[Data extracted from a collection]
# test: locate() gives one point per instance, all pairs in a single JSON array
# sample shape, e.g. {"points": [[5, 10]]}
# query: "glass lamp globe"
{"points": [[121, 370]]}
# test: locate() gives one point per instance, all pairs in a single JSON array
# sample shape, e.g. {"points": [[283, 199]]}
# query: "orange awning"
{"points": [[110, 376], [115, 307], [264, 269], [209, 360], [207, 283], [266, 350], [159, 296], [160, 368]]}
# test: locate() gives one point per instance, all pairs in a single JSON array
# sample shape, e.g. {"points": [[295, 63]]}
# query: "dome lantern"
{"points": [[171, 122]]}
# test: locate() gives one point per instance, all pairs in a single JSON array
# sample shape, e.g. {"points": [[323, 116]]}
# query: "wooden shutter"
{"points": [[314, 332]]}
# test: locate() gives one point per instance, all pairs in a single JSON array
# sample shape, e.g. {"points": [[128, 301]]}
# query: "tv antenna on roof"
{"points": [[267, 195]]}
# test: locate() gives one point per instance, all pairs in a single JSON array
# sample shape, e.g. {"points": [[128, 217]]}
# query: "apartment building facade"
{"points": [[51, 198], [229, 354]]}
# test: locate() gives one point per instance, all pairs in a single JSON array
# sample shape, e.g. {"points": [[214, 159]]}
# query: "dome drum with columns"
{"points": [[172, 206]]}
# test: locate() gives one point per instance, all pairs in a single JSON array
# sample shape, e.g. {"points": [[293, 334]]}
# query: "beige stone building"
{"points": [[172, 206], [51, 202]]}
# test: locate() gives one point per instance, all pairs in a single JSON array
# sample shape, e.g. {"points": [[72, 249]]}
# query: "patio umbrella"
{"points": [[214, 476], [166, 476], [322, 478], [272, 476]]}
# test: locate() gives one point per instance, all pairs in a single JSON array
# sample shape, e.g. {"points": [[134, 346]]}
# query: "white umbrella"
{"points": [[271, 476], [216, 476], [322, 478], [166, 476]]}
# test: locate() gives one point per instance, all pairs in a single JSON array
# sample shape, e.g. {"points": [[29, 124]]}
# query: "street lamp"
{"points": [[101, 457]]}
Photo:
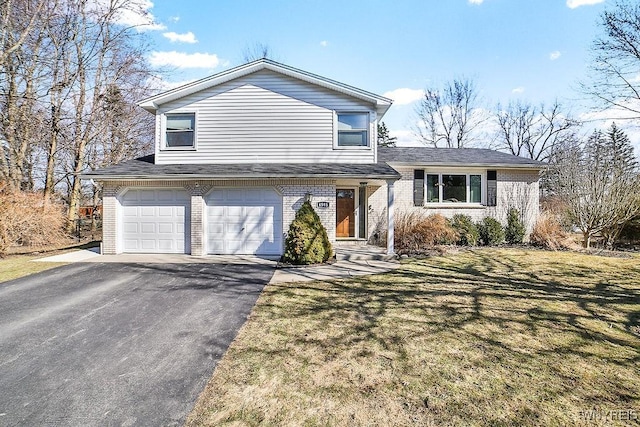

What you have to do -
Transcribe each record exactly as it appears, but omit every picture.

Reply to the exercise -
# test: locate() gives one point per instance, all pairs in a single JSON array
# sample shape, e.g. {"points": [[5, 10]]}
# query: "glass lamp globe"
{"points": [[121, 370]]}
# test: locate() gives one point per instance, all pairs in a single JSON array
# sample shape, e.g. {"points": [[283, 199]]}
# query: "orange awning"
{"points": [[110, 376], [115, 307], [264, 269], [209, 360], [207, 283], [266, 350], [159, 296], [160, 368]]}
# test: locate() gives one point per instance, all pairs in a single JSON array
# sample shape, e.g. {"points": [[295, 63]]}
# query: "dome lantern"
{"points": [[171, 122]]}
# test: locate() gives one point per instance, all pairs in a single JSON array
# sample shape, e.g. {"points": [[323, 116]]}
# query: "wooden shutter"
{"points": [[314, 332]]}
# test: locate() gives one point per instance, all pairs in a single JSON array
# sample shape, e.g. {"points": [[128, 301]]}
# query: "tv antenna on roof"
{"points": [[267, 195]]}
# test: locate() gives one point per instance, all pairs in a single JSON array
# sample shape, e.g. {"points": [[128, 217]]}
# query: "apartment building facade"
{"points": [[51, 198], [229, 354]]}
# test: locate() gives one point per instance, all pairs in a single JSON array
# sample shape, e.g. {"points": [[214, 159]]}
# query: "dome drum with columns"
{"points": [[172, 206]]}
# test: locate() gives one point per instance, all pairs in a single JSON array
# sample shape, e.g. {"points": [[293, 334]]}
# query: "beige stone building"
{"points": [[172, 206], [51, 202]]}
# test: locate() gives one point per instance, all pairs in a single JSON array
# sample shape, e.g. {"points": [[72, 249]]}
# query: "patio umbrella"
{"points": [[214, 476], [166, 476], [322, 478], [272, 476]]}
# test: locate() gives one point per instance, all pairs in a single JSON array
# sample shape, e.g. {"points": [[134, 346]]}
# query: "white umbrella"
{"points": [[271, 476], [216, 476], [322, 478], [166, 476]]}
# test: locate() gives one point per instance, all pairs in a single JSON array
# sample shape, e.g. {"points": [[29, 124]]}
# query: "street lamp"
{"points": [[101, 457]]}
Photo:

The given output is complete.